→ **EXTRACTED TEXT**
□ □ □ □ □ □ □

I hate hate HATE hearing people do this! I know it's a common thing that people are so rude about this, but I want to just send all these rude people to etiquette classes.
Yeah... that is just plain RUDE!!!
You should have your FI call her and let her know that becuse of "fire marshall" Codes she cannot have a +1. That you are already at capacity for your event.
Would you let her bring someone if you had another person decline the invitation and you had more room?
I've had 4 people who have invited someone even though their invitation didn't say "and guest". I'm just hoping that we'll have enough seats!!! Some people have no clue! The worst part? It's a destination wedding!
This is my fear! That's so classless to me, why does this always happen? I won't be able to handle it tactfully at all so I'm hoping I'll be able to avoid it. I think we'll have more issues with my FI's family so it'll be him having the awkward convo's. The thing is, if you don't want to offend her or risk her not attending at all, you kinda just have to go with it. If there's not love lost, then shoot- tell her that that's extra money you shouldn't have to pay! I just know that I wouldn't be able to actually initiate that converstation.
Good thing your FI is taking care of it! I would hate to have to call someone and be like.... "Ummm, you can't invite someone to my wedding." Haha, so awkward. And it is INCREDIBLY rude when people invite someone else!
Well at least your FI is going to handle it. I know if - that is, WHEN - this happens to us, I'm going to have to deal with all the uninvited extras. That's what I get for being assertive, I suppose.
@Ms.Caniche: Honestly, I haven't thought of that (what if somebody declines). But now that I'm thinking about it, even if somebody declines, I wouldn't want her boyfriend to be there. I mean, FI and I don't know him. We didn't even know he exists until now. I figured they haven't been going out that long. It's not like they're engaged or living together, so I feel like I'm not really breaking any etiquette rules here by not inviting him. The people that we would want in our wedding are the people that we personally know. I guess if this particular friend doesn't know anybody in the wedding, then I would feel differently. I mean her sis and bro in law are gonna be there, as well as 15-20 common friends.
lol....not laughing at you, just the crazy people. We also put "we have reserved--- seat(s) in your honor"...I'm just waiting to see who blatantly ignores that!
people are such dopes. Luckily you have a good Fi ^_^ It's too bad you have to keep putting your foot down...but its your wedding and I don't understand why people don't get that?

□ □ □ □ □ □ □

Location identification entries
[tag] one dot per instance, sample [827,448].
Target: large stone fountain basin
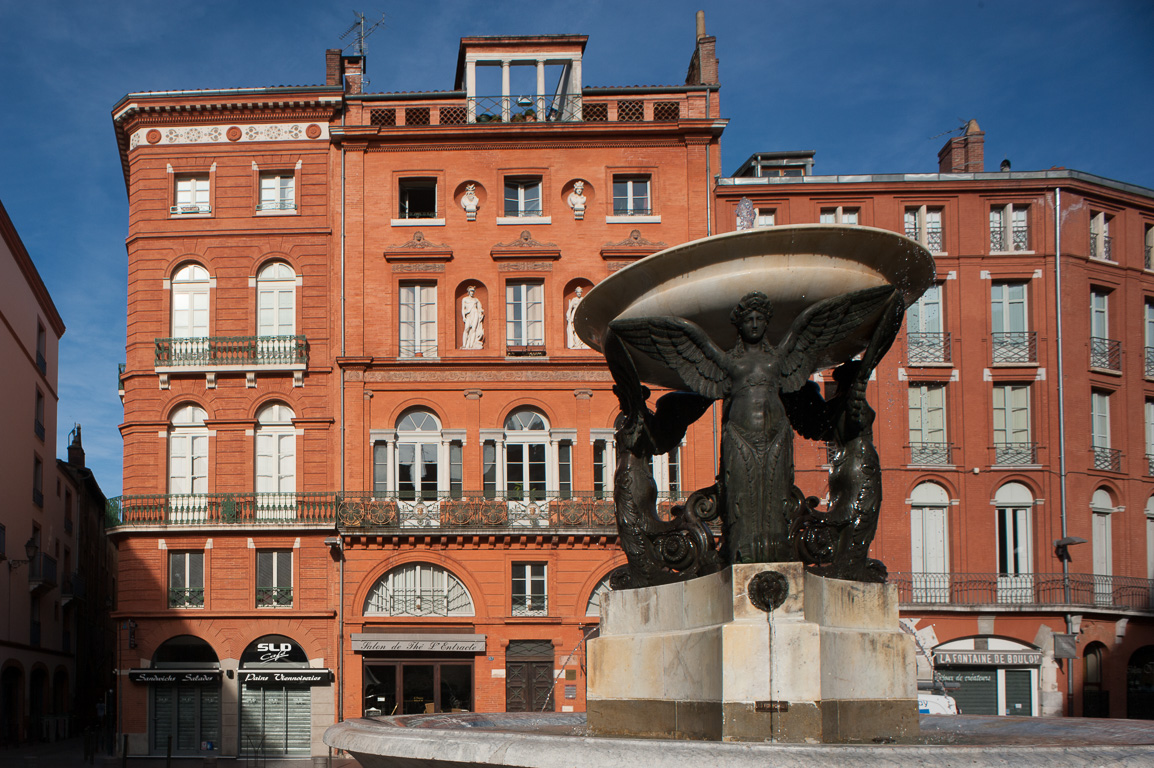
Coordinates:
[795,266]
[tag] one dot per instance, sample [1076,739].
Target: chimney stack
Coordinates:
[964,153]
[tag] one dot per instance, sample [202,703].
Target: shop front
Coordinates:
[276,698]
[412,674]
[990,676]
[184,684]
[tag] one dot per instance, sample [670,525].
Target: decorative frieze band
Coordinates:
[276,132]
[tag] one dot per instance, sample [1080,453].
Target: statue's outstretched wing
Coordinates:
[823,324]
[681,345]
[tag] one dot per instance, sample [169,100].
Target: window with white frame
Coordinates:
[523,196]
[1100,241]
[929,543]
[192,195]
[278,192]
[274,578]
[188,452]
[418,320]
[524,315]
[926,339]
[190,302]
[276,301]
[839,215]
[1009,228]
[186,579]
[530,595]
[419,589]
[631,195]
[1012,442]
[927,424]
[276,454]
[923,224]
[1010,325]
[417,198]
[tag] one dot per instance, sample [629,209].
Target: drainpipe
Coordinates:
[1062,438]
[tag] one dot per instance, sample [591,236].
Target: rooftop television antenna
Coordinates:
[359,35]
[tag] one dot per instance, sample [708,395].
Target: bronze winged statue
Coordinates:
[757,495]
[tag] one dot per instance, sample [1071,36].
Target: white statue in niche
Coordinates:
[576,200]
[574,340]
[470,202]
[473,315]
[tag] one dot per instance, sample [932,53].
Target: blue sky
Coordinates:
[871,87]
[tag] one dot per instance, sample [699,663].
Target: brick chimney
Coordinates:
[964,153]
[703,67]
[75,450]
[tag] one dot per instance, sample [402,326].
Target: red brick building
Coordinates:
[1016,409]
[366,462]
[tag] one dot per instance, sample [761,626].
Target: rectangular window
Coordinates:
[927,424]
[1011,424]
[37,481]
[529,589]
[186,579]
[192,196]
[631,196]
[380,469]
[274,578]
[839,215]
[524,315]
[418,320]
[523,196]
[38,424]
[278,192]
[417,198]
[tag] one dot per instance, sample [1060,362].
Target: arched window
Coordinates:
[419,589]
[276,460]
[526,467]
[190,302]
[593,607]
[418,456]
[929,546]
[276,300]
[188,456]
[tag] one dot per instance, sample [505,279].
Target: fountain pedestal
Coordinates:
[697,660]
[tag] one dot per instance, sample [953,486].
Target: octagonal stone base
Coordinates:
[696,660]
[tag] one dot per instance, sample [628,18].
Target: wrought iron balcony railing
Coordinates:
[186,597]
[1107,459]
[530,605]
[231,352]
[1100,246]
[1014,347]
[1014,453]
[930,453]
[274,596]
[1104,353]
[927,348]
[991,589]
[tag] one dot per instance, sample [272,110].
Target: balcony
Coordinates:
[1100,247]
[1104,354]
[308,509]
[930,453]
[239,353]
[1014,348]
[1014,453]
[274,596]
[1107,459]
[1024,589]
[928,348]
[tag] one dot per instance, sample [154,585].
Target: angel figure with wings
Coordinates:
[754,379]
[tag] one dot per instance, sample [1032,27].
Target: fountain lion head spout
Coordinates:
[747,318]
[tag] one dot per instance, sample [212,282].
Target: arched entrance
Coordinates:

□ □ □ □ □ □ □

→ **REQUIRED ACTIONS**
a. Answer these questions about the thread on uninvited wedding guests:
(i) How many people has one poster had invite someone even though the invitation didn't say "and guest"?
(ii) What wording did one poster put on the invitations about seating?
(iii) According to the reply addressed to @Ms.Caniche, how many common friends are going to be at the wedding?
b. Reproduce the lines of the listing, starting with the line containing "[tag] one dot per instance, sample [1060,362]." and going on through the last line of the listing.

→ **FINAL ANSWERS**
a.
(i) 4
(ii) "we have reserved--- seat(s) in your honor"
(iii) 15-20

b.
[tag] one dot per instance, sample [1060,362].
Target: arched window
Coordinates:
[419,589]
[276,460]
[526,467]
[190,302]
[593,607]
[418,456]
[929,546]
[276,300]
[188,456]
[tag] one dot per instance, sample [505,279].
Target: fountain pedestal
Coordinates:
[697,660]
[tag] one dot per instance, sample [953,486].
Target: octagonal stone base
Coordinates:
[696,660]
[tag] one dot per instance, sample [628,18].
Target: wrought iron balcony railing
Coordinates:
[186,597]
[1107,459]
[530,605]
[231,352]
[1100,246]
[1014,347]
[1014,453]
[930,453]
[274,596]
[1104,353]
[927,348]
[991,589]
[tag] one dot per instance, sample [272,110].
Target: balcony
Coordinates:
[1100,247]
[1104,354]
[308,509]
[930,453]
[239,353]
[1014,348]
[1014,453]
[274,596]
[1107,459]
[1024,589]
[928,348]
[tag] one dot per instance, sample [154,585].
Target: angel figure with wings
Coordinates:
[754,379]
[tag] one dot per instance, sample [1032,27].
Target: fountain lion head spout
Coordinates:
[747,318]
[tag] one dot per instance, sample [212,282].
Target: arched entrance
Coordinates:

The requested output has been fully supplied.